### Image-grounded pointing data
--- START ---

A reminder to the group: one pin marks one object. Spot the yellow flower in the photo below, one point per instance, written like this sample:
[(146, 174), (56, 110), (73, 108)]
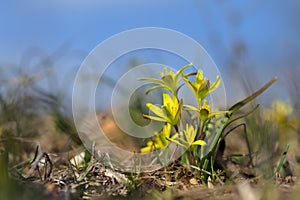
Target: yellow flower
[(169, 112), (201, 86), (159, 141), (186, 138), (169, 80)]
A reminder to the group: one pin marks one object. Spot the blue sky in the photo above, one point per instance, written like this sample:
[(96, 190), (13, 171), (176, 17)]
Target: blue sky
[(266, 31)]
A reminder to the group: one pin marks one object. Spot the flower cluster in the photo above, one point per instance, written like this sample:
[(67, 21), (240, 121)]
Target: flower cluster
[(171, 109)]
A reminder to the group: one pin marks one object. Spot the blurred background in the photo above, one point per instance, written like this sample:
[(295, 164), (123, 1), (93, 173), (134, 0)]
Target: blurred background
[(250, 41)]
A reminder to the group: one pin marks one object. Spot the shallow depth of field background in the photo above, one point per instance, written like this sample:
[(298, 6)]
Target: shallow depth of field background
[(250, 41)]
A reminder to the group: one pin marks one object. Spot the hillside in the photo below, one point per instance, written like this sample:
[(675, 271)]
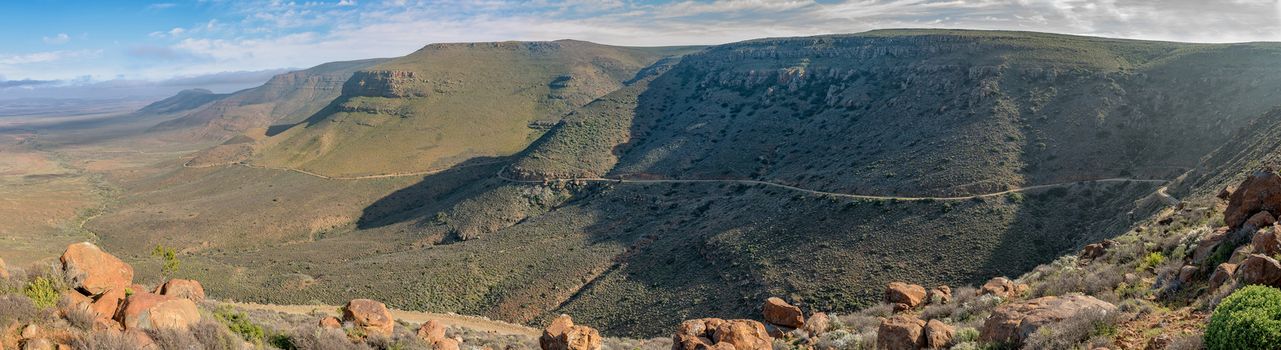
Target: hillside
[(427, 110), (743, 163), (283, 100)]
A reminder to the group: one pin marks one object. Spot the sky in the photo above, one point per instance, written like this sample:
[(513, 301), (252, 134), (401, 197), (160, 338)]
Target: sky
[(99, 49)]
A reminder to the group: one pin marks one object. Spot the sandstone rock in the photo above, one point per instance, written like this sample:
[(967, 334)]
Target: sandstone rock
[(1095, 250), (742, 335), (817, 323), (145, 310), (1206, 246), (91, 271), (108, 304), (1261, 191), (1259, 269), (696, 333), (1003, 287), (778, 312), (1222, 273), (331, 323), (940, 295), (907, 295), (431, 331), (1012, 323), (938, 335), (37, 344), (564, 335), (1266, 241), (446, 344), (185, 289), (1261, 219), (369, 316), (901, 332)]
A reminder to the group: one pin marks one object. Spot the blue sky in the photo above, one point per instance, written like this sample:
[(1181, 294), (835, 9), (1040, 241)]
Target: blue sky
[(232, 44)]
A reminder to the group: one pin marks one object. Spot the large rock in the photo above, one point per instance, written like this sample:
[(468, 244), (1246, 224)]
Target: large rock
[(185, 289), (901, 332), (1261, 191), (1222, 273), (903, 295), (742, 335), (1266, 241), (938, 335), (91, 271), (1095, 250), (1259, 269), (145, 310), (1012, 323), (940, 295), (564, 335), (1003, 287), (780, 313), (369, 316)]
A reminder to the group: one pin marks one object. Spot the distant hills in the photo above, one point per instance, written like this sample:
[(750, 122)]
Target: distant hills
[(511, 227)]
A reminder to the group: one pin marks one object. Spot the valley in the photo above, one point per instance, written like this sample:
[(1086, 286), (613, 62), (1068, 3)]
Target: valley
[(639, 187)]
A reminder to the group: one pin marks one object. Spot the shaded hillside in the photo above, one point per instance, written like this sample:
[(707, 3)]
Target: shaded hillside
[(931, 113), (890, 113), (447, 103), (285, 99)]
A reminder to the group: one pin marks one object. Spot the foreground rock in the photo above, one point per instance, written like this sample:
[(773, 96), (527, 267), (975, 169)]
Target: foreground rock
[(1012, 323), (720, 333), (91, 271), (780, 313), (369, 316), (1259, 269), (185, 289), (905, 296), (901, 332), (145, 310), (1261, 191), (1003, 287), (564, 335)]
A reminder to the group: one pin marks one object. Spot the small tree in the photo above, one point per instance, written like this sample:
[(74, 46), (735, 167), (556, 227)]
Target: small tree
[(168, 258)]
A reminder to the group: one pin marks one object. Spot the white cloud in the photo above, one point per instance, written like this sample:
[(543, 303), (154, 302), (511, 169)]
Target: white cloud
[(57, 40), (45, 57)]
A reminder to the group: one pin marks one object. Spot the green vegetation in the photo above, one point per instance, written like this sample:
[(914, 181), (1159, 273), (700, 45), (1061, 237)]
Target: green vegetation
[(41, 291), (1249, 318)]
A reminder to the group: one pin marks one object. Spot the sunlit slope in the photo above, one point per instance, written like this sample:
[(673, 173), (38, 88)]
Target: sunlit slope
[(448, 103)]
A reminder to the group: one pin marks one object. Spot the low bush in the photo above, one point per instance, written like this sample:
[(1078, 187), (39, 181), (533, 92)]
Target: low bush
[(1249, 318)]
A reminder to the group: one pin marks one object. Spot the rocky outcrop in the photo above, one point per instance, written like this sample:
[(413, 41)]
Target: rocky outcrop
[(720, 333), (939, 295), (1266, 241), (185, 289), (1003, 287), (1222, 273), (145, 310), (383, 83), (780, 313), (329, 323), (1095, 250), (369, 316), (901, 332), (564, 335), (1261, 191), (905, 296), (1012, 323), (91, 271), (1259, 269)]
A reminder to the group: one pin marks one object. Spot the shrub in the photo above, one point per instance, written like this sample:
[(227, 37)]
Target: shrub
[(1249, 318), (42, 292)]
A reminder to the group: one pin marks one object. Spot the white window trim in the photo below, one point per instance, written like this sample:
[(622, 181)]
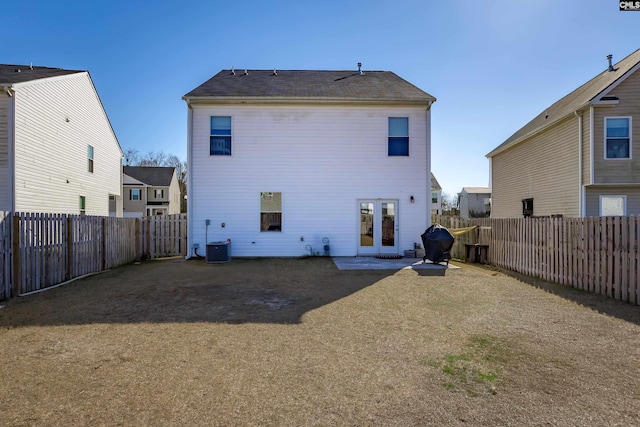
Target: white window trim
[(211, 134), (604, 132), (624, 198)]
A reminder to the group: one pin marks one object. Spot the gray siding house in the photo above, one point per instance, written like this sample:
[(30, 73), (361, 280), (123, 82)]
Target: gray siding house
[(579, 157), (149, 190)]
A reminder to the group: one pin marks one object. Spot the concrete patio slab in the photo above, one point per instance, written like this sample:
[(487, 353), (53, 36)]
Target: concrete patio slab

--- END ---

Across all the records above, find each line with "below" in it and copy it.

A reminder to the group: one pin marks one object. Spot the yellow flower in the photo below, one point per instance, written like this sample:
A reminder to the group: one pin marks one object. Spot the hillside in the photo below, one point per instance, written like this sample:
A reminder to the group: one pin marks one object. Spot the white window trim in the photo below, one point per instance, written like this sample:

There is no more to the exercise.